**Stored data**
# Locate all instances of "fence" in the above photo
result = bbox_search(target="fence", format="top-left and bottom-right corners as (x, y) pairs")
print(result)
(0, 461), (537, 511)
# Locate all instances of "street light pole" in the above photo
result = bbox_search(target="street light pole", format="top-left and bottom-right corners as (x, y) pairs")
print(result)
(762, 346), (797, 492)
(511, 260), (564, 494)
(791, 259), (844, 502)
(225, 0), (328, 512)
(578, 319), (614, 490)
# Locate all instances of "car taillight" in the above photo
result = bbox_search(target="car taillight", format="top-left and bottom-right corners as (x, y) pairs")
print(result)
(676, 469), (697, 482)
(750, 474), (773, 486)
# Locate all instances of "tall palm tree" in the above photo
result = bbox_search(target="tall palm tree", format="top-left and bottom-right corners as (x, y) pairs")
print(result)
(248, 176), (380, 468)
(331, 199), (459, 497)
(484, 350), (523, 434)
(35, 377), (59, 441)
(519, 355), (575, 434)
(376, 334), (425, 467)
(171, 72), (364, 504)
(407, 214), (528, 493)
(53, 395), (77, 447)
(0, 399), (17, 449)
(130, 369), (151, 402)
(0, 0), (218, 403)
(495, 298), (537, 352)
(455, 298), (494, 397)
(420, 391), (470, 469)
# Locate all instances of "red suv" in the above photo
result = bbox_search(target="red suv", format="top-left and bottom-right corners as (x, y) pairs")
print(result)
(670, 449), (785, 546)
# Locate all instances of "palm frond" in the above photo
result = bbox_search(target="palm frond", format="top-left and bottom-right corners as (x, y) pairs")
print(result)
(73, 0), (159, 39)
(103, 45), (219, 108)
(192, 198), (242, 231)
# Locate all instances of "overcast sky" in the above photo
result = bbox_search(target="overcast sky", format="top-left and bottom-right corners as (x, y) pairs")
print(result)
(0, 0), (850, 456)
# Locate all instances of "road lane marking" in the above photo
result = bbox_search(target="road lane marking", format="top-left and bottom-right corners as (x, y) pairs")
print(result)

**Directions for this task**
Reproduce all of the rows above word for word, with no changes.

**Expected output**
# Locate all instances of "fence" in the above photo
result = bbox_search(target="fence", format="top-left and bottom-right corners as (x, y) pairs")
print(result)
(0, 461), (537, 511)
# Locate all instances of "street light pole" in the above photo
result = bbox_search(target="street light pole", format="top-left and bottom-right corners as (x, y) pairs")
print(result)
(762, 346), (797, 492)
(511, 260), (564, 494)
(791, 259), (844, 502)
(225, 0), (328, 512)
(578, 319), (614, 490)
# Locate all instances of "car taillight" in the above photo
result = bbox_search(target="car taillight", format="top-left and bottom-right corners as (x, y) pairs")
print(result)
(676, 469), (697, 482)
(750, 474), (773, 486)
# Locate all instances of "tall palm tree" in the above photo
result = bbox_search(target="tall palm tree", format="top-left and bottom-right corners as (x, y) pairs")
print(result)
(248, 176), (380, 468)
(331, 199), (459, 497)
(484, 350), (523, 434)
(35, 377), (59, 441)
(519, 355), (575, 434)
(376, 334), (425, 467)
(171, 72), (364, 504)
(407, 214), (528, 493)
(53, 395), (77, 447)
(0, 399), (17, 449)
(130, 369), (151, 402)
(0, 0), (218, 403)
(495, 298), (537, 352)
(455, 298), (494, 397)
(420, 391), (470, 469)
# Locate all instances of "red suv" in the above photo
result = bbox_search(target="red suv", format="top-left and bottom-right corners as (x, y) pairs")
print(result)
(670, 449), (785, 546)
# Locate all instances of "palm frond" in the above photo
result = bbox_search(target="palm frond", format="top-left and bottom-right corners as (x, y) pairs")
print(result)
(73, 0), (159, 39)
(103, 45), (219, 108)
(192, 198), (242, 231)
# Locate all instances of "overcast sky" in the above photo
result = bbox_search(target="overcast sky", format="top-left and bottom-right corners as (x, y) pairs")
print(result)
(0, 0), (850, 456)
# Locate all instances of "road lane marking" in the above photo
result = bbox_search(target="road lane marking", format="top-left and bottom-right corners as (x, y) pairs")
print(result)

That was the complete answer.